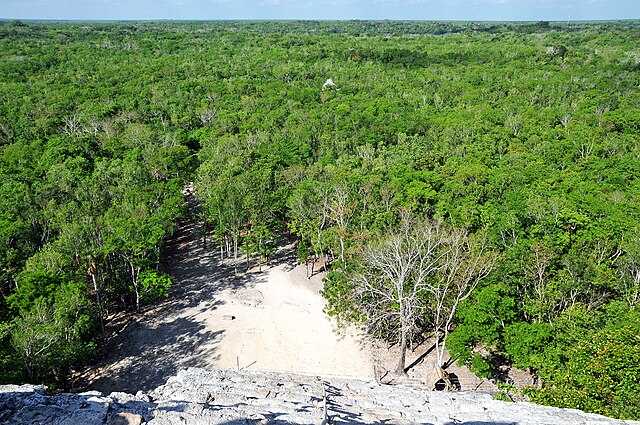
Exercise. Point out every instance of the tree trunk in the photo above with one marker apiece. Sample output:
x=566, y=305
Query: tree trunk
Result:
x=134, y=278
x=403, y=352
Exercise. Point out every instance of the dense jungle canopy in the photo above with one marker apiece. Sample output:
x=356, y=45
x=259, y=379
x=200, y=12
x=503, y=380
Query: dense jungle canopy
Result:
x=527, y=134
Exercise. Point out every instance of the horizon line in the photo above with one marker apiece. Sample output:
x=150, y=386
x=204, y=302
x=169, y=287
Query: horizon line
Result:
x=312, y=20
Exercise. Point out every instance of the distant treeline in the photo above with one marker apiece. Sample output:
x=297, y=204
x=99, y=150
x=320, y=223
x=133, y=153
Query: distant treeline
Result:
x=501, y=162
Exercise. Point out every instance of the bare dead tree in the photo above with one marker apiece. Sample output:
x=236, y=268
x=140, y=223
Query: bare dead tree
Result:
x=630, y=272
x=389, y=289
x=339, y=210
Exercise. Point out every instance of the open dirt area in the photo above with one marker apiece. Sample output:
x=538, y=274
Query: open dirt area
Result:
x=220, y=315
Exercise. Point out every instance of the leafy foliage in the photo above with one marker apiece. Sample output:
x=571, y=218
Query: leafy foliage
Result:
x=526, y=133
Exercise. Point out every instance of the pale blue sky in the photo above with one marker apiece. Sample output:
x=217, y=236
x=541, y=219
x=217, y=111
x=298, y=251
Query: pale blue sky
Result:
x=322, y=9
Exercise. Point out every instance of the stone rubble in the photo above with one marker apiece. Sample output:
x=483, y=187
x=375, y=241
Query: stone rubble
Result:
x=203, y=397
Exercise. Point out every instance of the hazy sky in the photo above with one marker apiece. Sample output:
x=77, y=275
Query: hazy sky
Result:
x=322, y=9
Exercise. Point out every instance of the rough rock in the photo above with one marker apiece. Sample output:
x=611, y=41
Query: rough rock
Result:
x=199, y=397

_ _ _ _

Task details:
Drop the images; copy every entry above exactly.

Response to this exercise:
Exercise. Point out every instance of the tree trunk in the photo above with one marker apiece. Sample output:
x=566, y=305
Query: tree trunk
Result:
x=134, y=278
x=403, y=352
Exercise. Point out every instance of the dense jungle canopy in the photo above with one marker apiece. Sample output:
x=356, y=45
x=259, y=379
x=200, y=12
x=503, y=380
Query: dense jungle canopy
Result:
x=527, y=134
Exercise. Point out every instance of the horizon line in the photo above with one marker apiece. Sample output:
x=150, y=386
x=204, y=302
x=169, y=287
Query: horizon line
Result:
x=312, y=20
Exercise. Point out every instance of the distant treeline in the photo above with one marker apiece. Sample output:
x=297, y=204
x=99, y=150
x=320, y=223
x=133, y=153
Query: distant treeline
Result:
x=501, y=162
Exercise. Point out every instance of the bare dead tree in the photo above with one marker apiece. Sample output:
x=236, y=268
x=140, y=223
Query: bare dead tree
Result:
x=630, y=272
x=389, y=289
x=339, y=210
Exercise. Point out every instance of the open dirt area in the photo above with one marker apiece. Sample output:
x=538, y=274
Query: open dirt area
Result:
x=220, y=315
Exercise. Point out every instance of the leafy foliage in the photo above with one marker apiece. Sample output:
x=571, y=218
Query: leafy foliage
Result:
x=526, y=133
Exercise. Point out every instance of the pale blue sky in the photo above with one marker apiece. Sample output:
x=217, y=236
x=541, y=219
x=217, y=111
x=298, y=251
Query: pale blue sky
Result:
x=322, y=9
Exercise. Point out every instance of the stone rubble in the photo above with one marker apiece. Sample output:
x=483, y=187
x=375, y=241
Query: stone rubble
Result:
x=203, y=397
Exercise. Point out every instance of the hazy sky in the photo above with one marker apiece. Sample output:
x=77, y=275
Query: hazy sky
Result:
x=322, y=9
Exercise. Point out every instance of the rough rock in the photo above with one marker apiece. Sample output:
x=611, y=41
Query: rough rock
Result:
x=199, y=397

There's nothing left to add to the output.